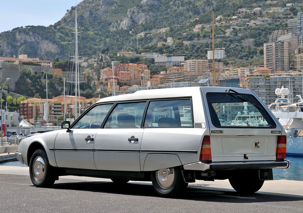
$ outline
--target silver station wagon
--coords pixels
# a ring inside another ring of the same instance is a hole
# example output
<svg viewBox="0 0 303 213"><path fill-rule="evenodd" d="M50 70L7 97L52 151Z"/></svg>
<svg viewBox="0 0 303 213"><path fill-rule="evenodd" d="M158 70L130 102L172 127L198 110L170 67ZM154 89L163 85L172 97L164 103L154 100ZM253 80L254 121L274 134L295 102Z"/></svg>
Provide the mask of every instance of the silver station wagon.
<svg viewBox="0 0 303 213"><path fill-rule="evenodd" d="M286 168L286 134L251 90L190 87L102 98L72 124L22 140L17 159L37 187L61 176L151 181L160 196L195 180L228 179L241 193Z"/></svg>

● **Exercise instructions**: Rewrite every line of the listing above as a JSON list of strings, one string per line, omitting blank lines and leaving out the picture.

● **Response to the exercise**:
[
  "$ outline",
  "--target silver station wagon",
  "--coords pixels",
  "# a ring inside another ring of the same instance is a hole",
  "# example output",
  "<svg viewBox=\"0 0 303 213\"><path fill-rule=\"evenodd\" d=\"M50 70L7 97L52 151Z\"/></svg>",
  "<svg viewBox=\"0 0 303 213\"><path fill-rule=\"evenodd\" d=\"M158 70L130 102L172 127L198 110L170 67ZM154 89L163 85L172 97L164 103L154 100ZM253 80L254 121L274 134L295 102Z\"/></svg>",
  "Provide the mask of every instance of the silver station wagon.",
  "<svg viewBox=\"0 0 303 213\"><path fill-rule=\"evenodd\" d=\"M286 168L286 134L251 90L190 87L102 98L72 124L22 140L17 159L37 187L61 176L151 181L160 196L195 180L228 179L241 193Z\"/></svg>"
]